§ **Excerpt to read**:
The instrument consists of two adjacent cylindrical brass drums, each covered with paper and mounted horizontally in a round brass frame, which is screwed to a round wooden base. Two indentations in the side of the base assist with lifting the instrument. A crossbar attached to the frame extends across the length of the drums. Two indicators slide across a groove in the bar. A brass handle with an ivory knob on the right side of the frame rotates the drums. An ivory button on the left side of the frame operates a brake. When the button is locked in a vertical position, the two drums turn together. When the button is horizontal, only the right drum turns.
The two cylinders are marked identically. Each drum has a spiral of 20 turns, divided logarithmically (perhaps by pencil), with printed numbers to the right of each division. The first digit of a number is read from the crossbar, and the remaining three are printed on the drum. The markings include every digit from 0 to 3,000; every even digit from 3,000 to 6,000; and every other even digit from 6,000 to 10,000. The arithmeter arrived in a badly scratched wooden case that has two metal handles and a keyhole (but no key).

§ **Goal 1**: From the arithmeter description, list the three ranges of markings printed on the drums, each with which numbers within it are marked.
§ **Goal 2**: According to the arithmeter description, how many turns does the spiral on each drum have?
§ **Goal 3**: Resume the arithmeter description after its last sentence.
The records are separate material, unconnected to the arithmeter description.

Collected data entries:
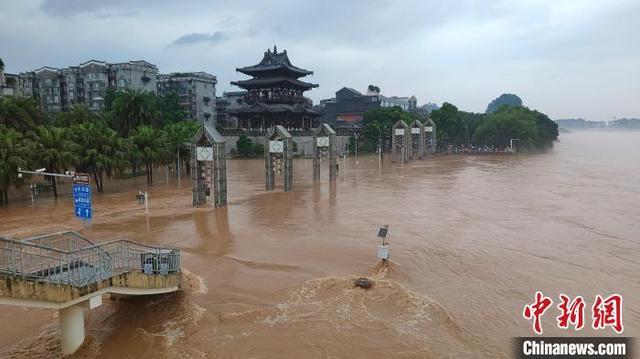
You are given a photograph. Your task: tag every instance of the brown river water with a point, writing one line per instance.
(269, 276)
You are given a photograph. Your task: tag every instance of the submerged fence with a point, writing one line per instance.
(69, 258)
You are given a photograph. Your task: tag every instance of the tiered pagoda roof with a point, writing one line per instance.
(275, 93)
(279, 81)
(273, 63)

§ **Final result 1**:
- Every digit from 0 to 3,000
- Every even digit from 3,000 to 6,000
- Every other even digit from 6,000 to 10,000

§ **Final result 2**: 20 turns.

§ **Final result 3**:
A metal plaque screwed to the base is marked: No 6 (/) ELIZUR WRIGHT'S (/) ARITHMETER (/) PATENTED AUG. 17TH 1869. (/) N.E.M.L.INS. CO. The New England Mutual Life Insurance Company (now New England Financial), a company with a long connection to Wright and his family, donated this example, one of ten known surviving arithmeters. Wright's son, Walter C. Wright, was the firm's chief actuary from 1866 to 1900. Wright was also a well-known abolitionist. Although this example cannot be definitively credited to him, Joseph W. Fowle, a Boston machinist who invented a rotating rock drill, is known to have built some arithmeters for Wright.
References: Elizur Wright, "Calculator" (U.S. Patent 93,849 issued August 17, 1869); Peggy A. Kidwell, "Elizur Wright's Arithmeter. An Early American Spiral Slide Rule," Rittenhouse 4 (1989): 1–4; Lawrence B. Goodheart, Abolitionist, Actuary, Atheist: Elizur Wright and the Reform Impulse (Kent, Ohio: The Kent State University Press, 1990), 149, 168; Naom Maggor, "Politics of Property: Urban Democracy in the Age of Capital, Boston 1865-1900" (Ph.D. diss., Harvard University, 2010).
Currently not on view
Object Name
calculating rule
slide rule
date made
Wright, Elizur
place made
United States: Massachusetts, Boston
Physical Description
brass (overall material)
wood (part material)
paper (part material)
ivory or celluloid (part material)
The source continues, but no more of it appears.